● Supplied information:
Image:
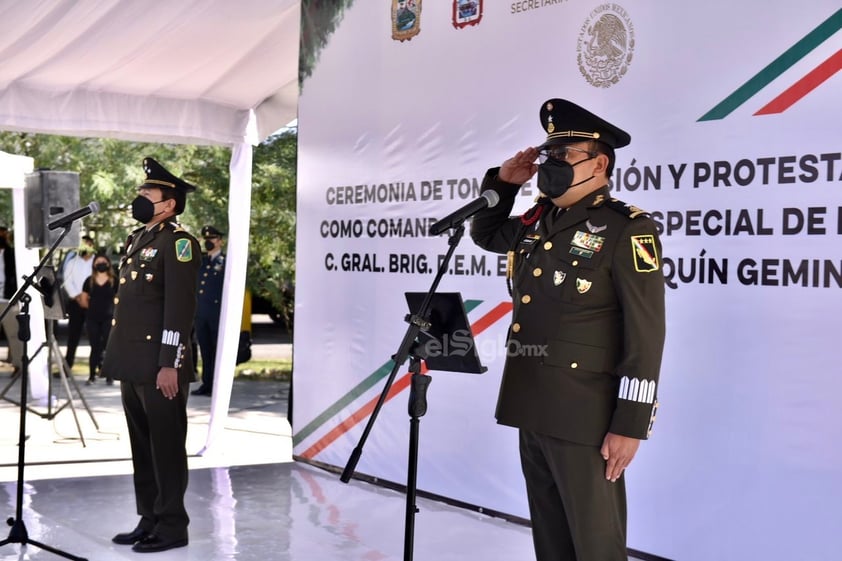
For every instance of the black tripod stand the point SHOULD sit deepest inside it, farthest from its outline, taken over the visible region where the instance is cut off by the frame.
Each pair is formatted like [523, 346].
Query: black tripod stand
[18, 533]
[433, 317]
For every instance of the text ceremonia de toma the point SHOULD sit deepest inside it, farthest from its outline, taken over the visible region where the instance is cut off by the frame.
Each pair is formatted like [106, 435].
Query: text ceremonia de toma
[774, 170]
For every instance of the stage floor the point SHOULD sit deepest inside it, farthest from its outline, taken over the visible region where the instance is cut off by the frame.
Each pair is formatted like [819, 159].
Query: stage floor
[247, 501]
[270, 512]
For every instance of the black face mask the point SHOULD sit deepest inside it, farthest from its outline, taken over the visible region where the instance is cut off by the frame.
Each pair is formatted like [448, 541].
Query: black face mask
[143, 210]
[555, 177]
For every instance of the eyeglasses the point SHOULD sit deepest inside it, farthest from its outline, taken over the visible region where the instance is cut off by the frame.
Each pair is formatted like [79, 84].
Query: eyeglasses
[562, 153]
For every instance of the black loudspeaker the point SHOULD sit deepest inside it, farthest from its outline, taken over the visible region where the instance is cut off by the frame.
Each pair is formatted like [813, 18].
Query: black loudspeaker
[49, 195]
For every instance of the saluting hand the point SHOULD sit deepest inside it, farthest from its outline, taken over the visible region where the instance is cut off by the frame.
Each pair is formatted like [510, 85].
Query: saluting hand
[167, 382]
[520, 167]
[618, 452]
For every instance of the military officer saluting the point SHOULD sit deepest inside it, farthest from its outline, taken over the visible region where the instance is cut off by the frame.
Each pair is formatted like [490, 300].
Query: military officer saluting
[148, 351]
[211, 278]
[588, 291]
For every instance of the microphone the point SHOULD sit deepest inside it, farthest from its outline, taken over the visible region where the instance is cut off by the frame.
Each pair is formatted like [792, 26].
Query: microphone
[486, 200]
[92, 208]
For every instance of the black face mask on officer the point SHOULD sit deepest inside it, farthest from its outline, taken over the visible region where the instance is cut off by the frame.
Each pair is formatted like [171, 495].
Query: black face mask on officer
[555, 176]
[143, 210]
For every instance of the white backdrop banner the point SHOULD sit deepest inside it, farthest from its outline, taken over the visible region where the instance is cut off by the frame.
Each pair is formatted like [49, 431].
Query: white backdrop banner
[734, 113]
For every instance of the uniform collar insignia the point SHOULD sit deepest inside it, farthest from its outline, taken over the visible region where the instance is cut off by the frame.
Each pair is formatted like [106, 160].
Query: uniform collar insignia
[595, 229]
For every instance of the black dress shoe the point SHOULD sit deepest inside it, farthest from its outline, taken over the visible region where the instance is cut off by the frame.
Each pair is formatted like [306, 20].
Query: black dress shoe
[152, 543]
[129, 538]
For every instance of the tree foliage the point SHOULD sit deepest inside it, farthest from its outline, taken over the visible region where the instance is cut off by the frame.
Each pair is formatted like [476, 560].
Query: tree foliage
[319, 19]
[110, 170]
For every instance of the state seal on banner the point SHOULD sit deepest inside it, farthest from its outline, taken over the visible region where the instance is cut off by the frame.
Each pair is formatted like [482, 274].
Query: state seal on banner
[466, 12]
[406, 19]
[606, 45]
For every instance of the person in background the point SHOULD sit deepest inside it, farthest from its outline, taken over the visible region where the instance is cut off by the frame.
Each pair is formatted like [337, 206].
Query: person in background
[149, 352]
[99, 290]
[76, 268]
[211, 278]
[588, 322]
[8, 287]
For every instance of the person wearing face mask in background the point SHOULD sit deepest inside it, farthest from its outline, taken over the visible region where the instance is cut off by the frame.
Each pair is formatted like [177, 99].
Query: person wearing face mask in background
[211, 277]
[8, 287]
[148, 351]
[99, 289]
[76, 268]
[588, 292]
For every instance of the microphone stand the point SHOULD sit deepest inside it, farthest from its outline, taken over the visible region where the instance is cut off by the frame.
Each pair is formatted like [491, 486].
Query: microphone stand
[417, 398]
[18, 533]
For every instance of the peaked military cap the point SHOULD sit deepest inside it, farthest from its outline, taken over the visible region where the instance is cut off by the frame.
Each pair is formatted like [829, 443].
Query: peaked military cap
[158, 177]
[566, 122]
[211, 232]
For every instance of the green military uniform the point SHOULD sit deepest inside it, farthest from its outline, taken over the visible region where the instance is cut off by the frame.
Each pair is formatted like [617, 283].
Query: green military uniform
[584, 347]
[153, 320]
[587, 289]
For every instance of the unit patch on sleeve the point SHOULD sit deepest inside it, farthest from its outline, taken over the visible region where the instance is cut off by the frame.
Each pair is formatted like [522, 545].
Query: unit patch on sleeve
[183, 250]
[645, 253]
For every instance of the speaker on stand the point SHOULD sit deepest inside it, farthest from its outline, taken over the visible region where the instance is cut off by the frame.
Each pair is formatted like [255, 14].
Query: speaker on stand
[49, 194]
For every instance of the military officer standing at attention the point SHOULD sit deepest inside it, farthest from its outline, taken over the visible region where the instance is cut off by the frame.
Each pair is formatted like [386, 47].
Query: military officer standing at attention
[588, 291]
[211, 277]
[149, 352]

● Given instruction: Reproduce each line exactly as it appears, omitting the pictures.

● Result of this exercise:
Image:
For every instance of the black tripod stand the point SHOULD sit deepest inside it, farthest from its outline, taken over the visible region where the instance is cut off by the frame.
Each pair is formatted like [523, 346].
Query: black tripod stand
[18, 533]
[433, 317]
For every instance of the text ceremonia de toma the point SHOULD sit deepest inside it, farthest from its outline, taken over the visible region where the instance is cut off by the frame.
Each pair is formatted like [106, 435].
Query: text ceremonia de toma
[774, 170]
For every instance of the stage floor the point SHOULD sit deepest inside it, farthest from its outline, taken over the visible region where the instance is cut off by the frame.
Each pair is formatted like [819, 159].
Query: stage floor
[247, 501]
[270, 512]
For every instance of the black face mask the point SHOULD sit deepest inside it, farthest from its outline, taken over the visible region where the instance is cut off by the frame.
Each pair is formatted like [448, 541].
Query: black face mask
[143, 210]
[555, 177]
For every instance of the eyeglasses the point SHOULD sit deepest inside it, farthest from its outline, taken over the visible region where the instance is cut off by the frame.
Each pair is formatted like [79, 84].
Query: eyeglasses
[562, 153]
For every instance of the black loudspeaker the point SHOULD sit deepest inside it, farthest from its outline, taken over the visible region where the instance is cut off by the frame.
Each pair is formatted like [813, 18].
Query: black loudspeaker
[49, 195]
For every instance of the saluting hand the point SHOULD sit deepest inside it, farthest from its outline, taken over the visible region where the instance is cut off by the frame.
Each pair is formatted like [510, 85].
Query: saluting hand
[167, 382]
[520, 167]
[618, 452]
For every instance of the military officer saluting the point SHOULD sit deepest inside it, farthest from its outline, taken over the visible region where the instance is cut off by the frame.
Each pair is formatted like [490, 300].
Query: military officer saluting
[148, 351]
[211, 278]
[588, 291]
For every instance of the microphone the point SHOULD sit deepest inside it, farthest from its outline, taken over the visible region where the instance is cut off by the frame.
Each pair is formatted like [792, 26].
Query: microphone
[486, 200]
[92, 208]
For every instance of the black face mask on officer the point SHOULD sit deepest inside it, farthest from its outline, taken over the visible region where the instance is cut off by the frame.
Each pair is formatted like [171, 495].
Query: black face mask on officer
[555, 176]
[143, 210]
For every instance of the white backdrop banner the point SHOULD sit deepest inside it, farthest from its outline, taken over the visible region where the instance is cut off by the frame.
Each pair is formatted like [49, 431].
Query: white backdrop banner
[734, 113]
For every instance of the uniform collar insignia the point SHOULD sit deepest inside it, farthest from its outline, taken over the visible region where the instance is cut off by the frame.
Each pair is formatted like [106, 160].
Query: uniform collar insignia
[595, 229]
For every instance of the black dress shoe the point SHOULD sit deepest inside it, farthest from its outline, taken over the visible region where the instance is cut off by the frame.
Each pair is formatted like [306, 20].
Query: black dress shoe
[152, 543]
[129, 538]
For every instance of the tree foliage the point SHOULD sit deepest inside it, farthest from its outline, taken over the visible region where the instance is cut off by the frame.
Each pair is formatted like [476, 560].
Query: tree foliage
[319, 19]
[110, 170]
For every instance of the state seal on banner the point SHOULD sit deepest inside it, farthest from its outline, taken over the visible region where the instance is cut off by the frame.
Each pair is formatted like [482, 274].
Query: state seal on banner
[466, 12]
[406, 19]
[606, 45]
For every instance of the person in background the point SHOULD sit deepest inside it, farthest from its outline, taken over the visible region where the instance is cut off by the frame.
Each pair is formatted like [337, 206].
Query: person in background
[149, 352]
[99, 290]
[76, 268]
[211, 278]
[588, 322]
[8, 287]
For every instance of the person wearing face mask in background the point SHOULD sit deepest inside it, farthest from its outline, taken over the visible region where the instance is cut off by the frame.
Each pair is formatted like [177, 99].
Query: person wearing face mask in background
[211, 277]
[8, 287]
[148, 351]
[99, 289]
[76, 268]
[588, 292]
For every instance of the microphone stand the point SHOULD sit deepest inside it, farthest from its outline, taken over the visible region where the instance is cut off by the frame.
Each pair is formatted like [491, 486].
Query: microphone stand
[417, 398]
[18, 533]
For every instance of the peaked military cap the point SHOULD sit deepest inside it, farthest from its outline, taken over the visible region where the instance is cut off by the frame.
Each pair is formatted like [829, 443].
Query: peaked military cap
[158, 177]
[566, 122]
[211, 232]
For every instance of the green military uniform the point SHOULD sit deepest inside it, farthest from its outline, taken over the visible region where the instance is cut off by the frame.
Each pair is formatted like [617, 283].
Query: green military uniform
[584, 347]
[153, 320]
[587, 289]
For every instance of the unit patch on sleeve the point SHOULD sit deepest inside it, farthest from its outline, taken over the visible region where the instance is cut off by the frame.
Each pair is formatted like [522, 545].
Query: unit patch on sleeve
[183, 250]
[645, 253]
For every instance of the speaker on stand the point SHOULD sit deepest inside it, farthest from its outline, taken over the visible region where the instance is cut off by the frame.
Each pair is formatted like [255, 14].
Query: speaker on stand
[49, 194]
For every instance of the military officer standing at attention the point SHOULD sit deepest inside it, farthest from its outline, taken over the visible region where the instance is cut off by the frame.
Each pair is formatted like [386, 47].
Query: military officer standing at attention
[588, 291]
[211, 277]
[149, 352]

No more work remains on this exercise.